EXERCISE: Reproduce, word for word, the stretch of the commentary on American conservatism from "I listened to" through "swirl the drain.".

SOURCE EXTRACT:
"""
What happens when Americans sense that there is a contempt for God, marriage, children, morality, free speech, free association, hard work, individualism and decency and the contempt is led by the Democrat President and amplified by the media, entertainment, educational, and cultural elite? The government subsidizes bad behavior by seeking out people to put on food stamps, gives out “free” phones, encourages illegal behavior, degrades the military, dismisses acts of violence against voters of a certain color, and uses the force of the State to investigate and harass political opponents.

And what happens when Americans surrender and absorb those values? What happens to a Western nation that stops attending church, divorces on a whim (if it bothers to marry at all), foregoes having children, plays video games rather than getting a job, identifies with its group rather than its American-ness, and conducts itself in coarse and base ways? Worse, what happens when Americans recognize that these are bad roads to follow yet they’re afraid to talk about it because to even admit the problems is to be labeled a closed-minded bigot?

That is a pretty desperate situation.

I listened to an episode of Jonah Goldberg’s podcast “The Remnant” and his guest was the son in law of Bill Kristol, Matt Continetti. They discussed the history of conservatism. I found myself nodding along until they reached the Tea Party, which Jonah called “a failed movement.” All movements should fail so effectively. The Tea Party produced two massive wave elections for the Republicans. Cruz, Rubio, Paul, Johnson, and Lee are all Tea Party Senators and it often meant knocking off crusty old Republicans in the primary who seemed content to be in power while watching America swirl the drain.

The Tea Party voters saw the limitations of electoral gain through the eight years of Obama. Majorities in the House and Senate produced little of value (yes, yes, I know that there was legislative trimming of the hedges) and certainly didn’t result in even the slim satisfaction of rhetorical courage. If a conservative stood up (hello Ted Cruz, Rand Paul), the crabs in the bucket pulled him back down so things could proceed as before.

Meanwhile right-leaning cultural leaders talked in hushed tones about debt and deficits and screeched loudly about how Ted Cruz was single-handedly going to cost Republicans the House and Senate — a fear that was patently absurd as no one outside the Beltway gave a hot damn about the government shutdown. And while the worrywarts spilt ink on things that didn’t matter, they ignored things that did.

The conservative movement, such as it was, came to resemble, and still does resemble, the Libertarian movement: nattering on about policy minutia and lost in theoretical purity. But it is worse than that. At least Libertarians stick stubbornly to their policy positions and principles. They vote for Gary Johnson and they’re the champions of lost causes. Not so-called conservatives. Rather than seek real gains and take courageous stances, they’ll look the other way at bloated budgets (can’t risk a shutdown!), they’ll ignore cultural rot (we’ve worked so hard to be accepted as “compassionate,” don’t want anyone to think that we’re bigots!) and generally huddle in the corner and point rather than do something substantive.

The kind of Republicans who received national acclaim like George Bush, John McCain, and Mitt Romney were rhetorically conservative but legislatively weak on cultural issues like abortion, gay marriage, and other socially conservative values, they were big government on spending both foreign and domestic, and all are possessed of this noblesse oblige that motivated them to save the world — just not in precisely the same way a Democrat might. It was using the government for higher aims. Redistributing the American taxpayer’s money at home and abroad was good. America is blessed. Going into debt meant being a noble global citizen.
"""
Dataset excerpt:
"""
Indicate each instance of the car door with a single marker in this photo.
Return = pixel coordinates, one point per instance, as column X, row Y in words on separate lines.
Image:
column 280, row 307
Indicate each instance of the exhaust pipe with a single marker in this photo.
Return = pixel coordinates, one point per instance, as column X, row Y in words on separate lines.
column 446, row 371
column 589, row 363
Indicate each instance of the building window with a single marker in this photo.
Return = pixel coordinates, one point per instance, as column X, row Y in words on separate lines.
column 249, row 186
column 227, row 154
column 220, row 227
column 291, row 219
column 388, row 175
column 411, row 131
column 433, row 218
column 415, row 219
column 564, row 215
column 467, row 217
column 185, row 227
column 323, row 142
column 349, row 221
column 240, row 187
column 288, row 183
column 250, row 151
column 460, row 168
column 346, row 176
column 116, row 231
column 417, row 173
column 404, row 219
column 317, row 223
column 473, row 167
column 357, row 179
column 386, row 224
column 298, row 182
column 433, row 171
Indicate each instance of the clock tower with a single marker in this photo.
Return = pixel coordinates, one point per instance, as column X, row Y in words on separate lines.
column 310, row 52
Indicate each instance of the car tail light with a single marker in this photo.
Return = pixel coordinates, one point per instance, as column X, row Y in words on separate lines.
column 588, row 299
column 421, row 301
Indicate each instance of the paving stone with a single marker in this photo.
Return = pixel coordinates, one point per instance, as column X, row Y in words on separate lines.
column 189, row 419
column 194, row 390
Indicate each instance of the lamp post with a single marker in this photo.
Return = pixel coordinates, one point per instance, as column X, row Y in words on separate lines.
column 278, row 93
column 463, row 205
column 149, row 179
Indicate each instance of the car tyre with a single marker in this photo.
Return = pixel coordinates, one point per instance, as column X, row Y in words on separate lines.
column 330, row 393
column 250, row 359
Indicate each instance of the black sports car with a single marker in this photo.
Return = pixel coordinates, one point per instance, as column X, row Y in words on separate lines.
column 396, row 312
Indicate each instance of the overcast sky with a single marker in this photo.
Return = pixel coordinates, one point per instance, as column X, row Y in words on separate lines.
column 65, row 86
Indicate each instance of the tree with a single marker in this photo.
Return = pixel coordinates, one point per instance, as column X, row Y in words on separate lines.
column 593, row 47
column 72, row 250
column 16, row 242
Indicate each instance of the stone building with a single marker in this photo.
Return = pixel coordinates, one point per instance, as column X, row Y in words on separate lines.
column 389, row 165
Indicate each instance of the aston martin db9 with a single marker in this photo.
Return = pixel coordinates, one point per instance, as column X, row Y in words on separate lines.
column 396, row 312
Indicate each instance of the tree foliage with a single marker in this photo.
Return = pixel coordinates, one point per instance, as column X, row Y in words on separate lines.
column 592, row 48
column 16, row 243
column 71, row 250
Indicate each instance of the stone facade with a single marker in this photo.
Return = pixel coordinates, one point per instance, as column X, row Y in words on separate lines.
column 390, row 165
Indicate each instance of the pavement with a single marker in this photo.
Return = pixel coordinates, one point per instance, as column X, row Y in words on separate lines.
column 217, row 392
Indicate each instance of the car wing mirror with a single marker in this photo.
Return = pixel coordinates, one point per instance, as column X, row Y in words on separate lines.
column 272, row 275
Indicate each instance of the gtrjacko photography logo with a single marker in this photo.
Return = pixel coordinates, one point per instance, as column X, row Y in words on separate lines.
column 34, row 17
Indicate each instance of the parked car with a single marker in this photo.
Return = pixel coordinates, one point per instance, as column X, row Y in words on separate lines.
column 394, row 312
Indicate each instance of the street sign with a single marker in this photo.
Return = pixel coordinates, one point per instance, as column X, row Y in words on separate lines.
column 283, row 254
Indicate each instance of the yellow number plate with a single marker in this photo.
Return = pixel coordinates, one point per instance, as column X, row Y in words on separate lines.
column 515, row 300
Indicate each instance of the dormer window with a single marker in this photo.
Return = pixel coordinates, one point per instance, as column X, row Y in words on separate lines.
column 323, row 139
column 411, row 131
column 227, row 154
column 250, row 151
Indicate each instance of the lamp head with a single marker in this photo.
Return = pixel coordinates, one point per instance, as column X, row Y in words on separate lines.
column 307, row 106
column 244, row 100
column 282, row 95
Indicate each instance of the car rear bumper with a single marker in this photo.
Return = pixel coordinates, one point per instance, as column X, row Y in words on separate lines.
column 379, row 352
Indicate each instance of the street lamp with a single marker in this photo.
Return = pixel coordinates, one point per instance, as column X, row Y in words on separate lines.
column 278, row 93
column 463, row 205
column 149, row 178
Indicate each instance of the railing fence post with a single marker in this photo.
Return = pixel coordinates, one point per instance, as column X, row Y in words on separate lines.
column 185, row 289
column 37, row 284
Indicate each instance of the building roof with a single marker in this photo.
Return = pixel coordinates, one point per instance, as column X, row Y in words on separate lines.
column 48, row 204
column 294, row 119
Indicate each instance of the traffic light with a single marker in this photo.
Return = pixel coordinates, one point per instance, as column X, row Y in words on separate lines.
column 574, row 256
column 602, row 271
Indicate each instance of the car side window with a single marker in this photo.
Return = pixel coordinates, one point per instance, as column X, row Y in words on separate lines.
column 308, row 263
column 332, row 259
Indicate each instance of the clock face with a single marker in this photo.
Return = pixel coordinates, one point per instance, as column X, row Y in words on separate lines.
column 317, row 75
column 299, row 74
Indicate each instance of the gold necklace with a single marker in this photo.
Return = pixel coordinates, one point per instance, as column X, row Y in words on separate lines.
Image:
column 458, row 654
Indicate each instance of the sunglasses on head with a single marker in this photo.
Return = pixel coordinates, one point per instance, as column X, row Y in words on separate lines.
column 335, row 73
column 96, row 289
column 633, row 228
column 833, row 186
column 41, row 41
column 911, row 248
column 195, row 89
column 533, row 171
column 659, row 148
"""
RESULT OF THIS EXERCISE:
I listened to an episode of Jonah Goldberg’s podcast “The Remnant” and his guest was the son in law of Bill Kristol, Matt Continetti. They discussed the history of conservatism. I found myself nodding along until they reached the Tea Party, which Jonah called “a failed movement.” All movements should fail so effectively. The Tea Party produced two massive wave elections for the Republicans. Cruz, Rubio, Paul, Johnson, and Lee are all Tea Party Senators and it often meant knocking off crusty old Republicans in the primary who seemed content to be in power while watching America swirl the drain.